Data provided:

---+---

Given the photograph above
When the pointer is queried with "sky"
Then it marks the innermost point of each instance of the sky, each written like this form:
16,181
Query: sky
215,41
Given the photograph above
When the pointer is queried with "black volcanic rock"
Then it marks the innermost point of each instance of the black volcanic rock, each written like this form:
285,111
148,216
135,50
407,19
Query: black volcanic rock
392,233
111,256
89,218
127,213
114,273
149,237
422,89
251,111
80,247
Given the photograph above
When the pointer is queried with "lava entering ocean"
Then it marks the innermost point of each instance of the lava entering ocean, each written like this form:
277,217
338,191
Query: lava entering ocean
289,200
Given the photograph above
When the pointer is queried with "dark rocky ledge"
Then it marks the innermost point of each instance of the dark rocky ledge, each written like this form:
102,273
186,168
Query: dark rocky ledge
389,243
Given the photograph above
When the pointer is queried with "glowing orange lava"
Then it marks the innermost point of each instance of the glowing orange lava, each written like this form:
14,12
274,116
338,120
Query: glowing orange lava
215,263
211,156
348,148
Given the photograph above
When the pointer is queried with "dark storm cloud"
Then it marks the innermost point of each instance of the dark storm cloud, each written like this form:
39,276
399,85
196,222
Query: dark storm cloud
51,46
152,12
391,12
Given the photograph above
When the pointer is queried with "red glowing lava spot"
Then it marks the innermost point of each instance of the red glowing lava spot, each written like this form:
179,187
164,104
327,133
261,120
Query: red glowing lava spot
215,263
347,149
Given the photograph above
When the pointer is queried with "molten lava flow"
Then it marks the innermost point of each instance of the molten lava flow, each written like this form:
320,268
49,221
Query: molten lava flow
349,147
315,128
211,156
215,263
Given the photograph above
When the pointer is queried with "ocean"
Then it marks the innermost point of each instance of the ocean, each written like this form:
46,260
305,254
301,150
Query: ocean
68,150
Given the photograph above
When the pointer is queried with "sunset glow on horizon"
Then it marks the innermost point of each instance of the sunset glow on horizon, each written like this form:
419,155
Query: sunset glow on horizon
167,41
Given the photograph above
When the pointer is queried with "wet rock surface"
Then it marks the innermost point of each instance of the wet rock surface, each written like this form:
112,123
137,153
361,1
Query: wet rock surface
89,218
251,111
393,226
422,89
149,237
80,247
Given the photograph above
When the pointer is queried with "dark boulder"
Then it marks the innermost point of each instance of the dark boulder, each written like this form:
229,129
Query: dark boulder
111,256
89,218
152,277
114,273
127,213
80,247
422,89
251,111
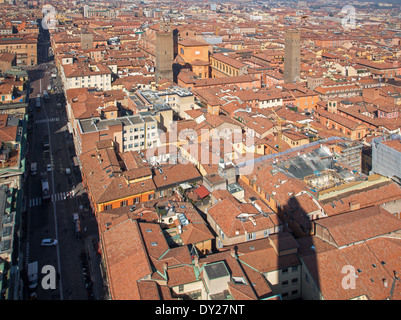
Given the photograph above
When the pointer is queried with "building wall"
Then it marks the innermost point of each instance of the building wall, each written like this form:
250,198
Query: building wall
164,54
292,57
26,51
385,160
189,54
286,282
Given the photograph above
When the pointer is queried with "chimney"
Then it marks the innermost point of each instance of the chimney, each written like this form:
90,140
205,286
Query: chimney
196,261
353,205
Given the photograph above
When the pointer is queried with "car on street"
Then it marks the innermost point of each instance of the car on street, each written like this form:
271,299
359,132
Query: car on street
48,242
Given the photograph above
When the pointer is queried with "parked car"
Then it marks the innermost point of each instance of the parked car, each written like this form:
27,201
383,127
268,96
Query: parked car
48,242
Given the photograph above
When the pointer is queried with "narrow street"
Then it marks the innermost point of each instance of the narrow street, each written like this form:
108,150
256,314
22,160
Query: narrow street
74,258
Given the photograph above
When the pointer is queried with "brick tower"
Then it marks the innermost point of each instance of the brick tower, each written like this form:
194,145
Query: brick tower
164,51
292,56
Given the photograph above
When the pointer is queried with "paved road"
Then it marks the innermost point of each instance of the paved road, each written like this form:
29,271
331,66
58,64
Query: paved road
53,218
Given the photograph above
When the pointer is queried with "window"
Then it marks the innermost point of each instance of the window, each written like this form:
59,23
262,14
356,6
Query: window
250,236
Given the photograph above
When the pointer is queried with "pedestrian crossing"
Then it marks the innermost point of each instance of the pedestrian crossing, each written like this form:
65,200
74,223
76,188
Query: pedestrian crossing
55,119
35,202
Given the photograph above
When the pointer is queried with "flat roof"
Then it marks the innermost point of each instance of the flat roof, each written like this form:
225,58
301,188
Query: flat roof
216,270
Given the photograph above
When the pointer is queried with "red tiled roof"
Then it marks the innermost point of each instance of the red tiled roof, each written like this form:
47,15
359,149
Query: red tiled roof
202,192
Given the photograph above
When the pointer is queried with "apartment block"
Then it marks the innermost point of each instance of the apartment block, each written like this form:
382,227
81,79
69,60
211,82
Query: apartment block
86,75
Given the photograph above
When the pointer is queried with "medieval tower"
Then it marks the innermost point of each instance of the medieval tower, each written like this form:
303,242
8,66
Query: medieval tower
292,56
164,51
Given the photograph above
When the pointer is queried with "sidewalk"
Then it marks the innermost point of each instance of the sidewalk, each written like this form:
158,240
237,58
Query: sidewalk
94,265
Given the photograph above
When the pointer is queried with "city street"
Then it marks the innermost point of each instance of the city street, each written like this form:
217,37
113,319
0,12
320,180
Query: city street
74,259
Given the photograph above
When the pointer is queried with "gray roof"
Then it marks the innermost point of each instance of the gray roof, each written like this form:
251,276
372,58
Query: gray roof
216,270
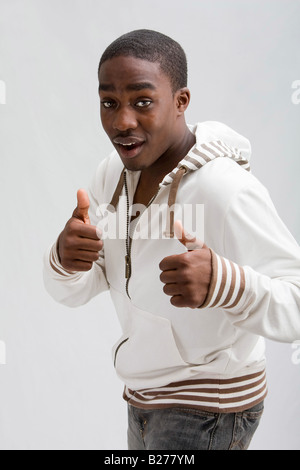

---+---

What you are asked to do:
Pick out every line in the records above that contains the word "orange" and copy each one in full.

The solution:
When the pointer is queried with "glowing orange lava"
Then it marks the innermost point of each instance of the glowing orange lava, each written like this form:
Query: glowing orange lava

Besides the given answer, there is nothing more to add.